## About this task:
When you reach the records below, repeat each one exactly as written.

## Exercise input:

━━━━━━━━

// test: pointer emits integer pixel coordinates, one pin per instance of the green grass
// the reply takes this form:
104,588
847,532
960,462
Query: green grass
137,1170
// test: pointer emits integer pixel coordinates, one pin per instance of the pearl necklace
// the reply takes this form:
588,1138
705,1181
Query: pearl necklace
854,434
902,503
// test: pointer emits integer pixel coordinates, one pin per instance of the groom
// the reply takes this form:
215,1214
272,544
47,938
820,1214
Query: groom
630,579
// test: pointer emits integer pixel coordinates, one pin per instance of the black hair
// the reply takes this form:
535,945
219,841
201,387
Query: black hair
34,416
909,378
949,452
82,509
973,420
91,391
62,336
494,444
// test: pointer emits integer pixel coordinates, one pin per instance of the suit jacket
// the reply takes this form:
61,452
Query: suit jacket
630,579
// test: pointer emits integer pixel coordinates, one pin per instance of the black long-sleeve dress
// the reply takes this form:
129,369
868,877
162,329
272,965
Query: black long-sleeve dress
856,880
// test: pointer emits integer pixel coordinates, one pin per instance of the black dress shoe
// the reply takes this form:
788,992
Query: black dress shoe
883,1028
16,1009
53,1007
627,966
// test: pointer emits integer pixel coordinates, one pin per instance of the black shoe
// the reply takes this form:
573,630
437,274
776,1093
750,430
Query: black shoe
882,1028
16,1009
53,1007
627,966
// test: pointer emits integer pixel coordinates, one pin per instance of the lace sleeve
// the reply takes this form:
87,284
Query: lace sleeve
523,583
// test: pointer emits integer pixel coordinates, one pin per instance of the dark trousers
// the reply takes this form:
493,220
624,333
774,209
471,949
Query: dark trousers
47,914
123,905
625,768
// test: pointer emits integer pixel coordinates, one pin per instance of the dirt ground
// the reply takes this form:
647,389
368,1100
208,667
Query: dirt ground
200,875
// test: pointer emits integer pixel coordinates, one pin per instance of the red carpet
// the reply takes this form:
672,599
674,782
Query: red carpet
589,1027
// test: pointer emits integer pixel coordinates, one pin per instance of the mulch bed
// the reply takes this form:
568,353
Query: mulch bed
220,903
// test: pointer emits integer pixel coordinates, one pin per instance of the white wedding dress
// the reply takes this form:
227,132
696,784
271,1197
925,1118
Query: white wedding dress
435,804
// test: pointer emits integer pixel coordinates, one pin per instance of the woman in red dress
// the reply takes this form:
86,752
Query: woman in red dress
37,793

━━━━━━━━

## Response for this exercise:
// test: pointer emits integer pixel coordinates, one pin per instance of the green grass
// the reply takes this form:
104,588
847,532
960,462
Query: green grass
137,1170
// test: pointer emits integer pixel coordinates, one pin per instance of the pearl necklace
// the reply takes this form:
588,1138
705,1181
Query: pearl necklace
854,434
902,503
// test: pointer emits integer pixel coordinates, one pin per instance of the groom
// the reply takes this form:
215,1214
272,544
47,938
820,1214
Query: groom
630,579
// test: pointer emits integer pixel coordinates, one pin per instance of the black hair
// the reply takes this form:
535,945
219,841
201,387
Query: black hair
34,416
909,378
949,452
82,509
973,420
91,391
62,336
494,444
// test: pointer emits integer pixel coordinates, one pin per instance of the suit jacket
// the reply takes this form:
61,452
Query: suit jacket
630,579
// test: pointer emits integer pixel coordinates, one pin per instance of the black long-sleeve dress
// the reply takes this form:
129,369
868,877
162,329
272,965
Query: black long-sleeve dress
856,880
// test: pointer emits integer pixel coordinates, one pin per instance of the black dress shoe
// the reply takes this form:
788,992
Query: black dress shoe
883,1028
16,1009
53,1007
627,966
// test: pointer emits integer pixel coordinates, one pin per instance of the black shoe
// the reply takes this form:
573,630
437,274
776,1093
750,430
Query: black shoe
882,1028
16,1009
53,1007
627,966
// test: pointer emits integer pixel coordinates, one pin per instance of the lace sleeve
// the reply takes this form:
87,284
Query: lace sleeve
523,583
// test: pointer emits integer pixel coordinates, one pin per instance of the dark trousers
// the reply takes this form:
493,220
624,333
774,209
471,949
Query: dark trousers
47,914
123,905
625,768
// test: pointer emits integer pixel coordinates, one pin per instance of the dirt ground
// the reply takes this form:
647,389
368,1100
208,667
Query: dirt ground
200,875
// test: pointer emits integer pixel coordinates, one pin per instance of the red carpet
// the reply takes this form:
672,599
674,782
Query: red carpet
589,1027
// test: pointer emits integer pixel coordinates, one pin per instance of the mulch bed
// the reply takes this form:
568,353
Query: mulch bed
220,903
// test: pointer emits integer pixel coordinates, one pin per instance of the white wedding dress
// the reply takes this form:
227,132
696,784
271,1197
925,1118
Query: white wedding dress
435,804
// test: pointer emits integer pixel coordinates, one pin per instance of the woman in red dress
// the reply takes this form:
86,752
Query: woman in red dress
37,793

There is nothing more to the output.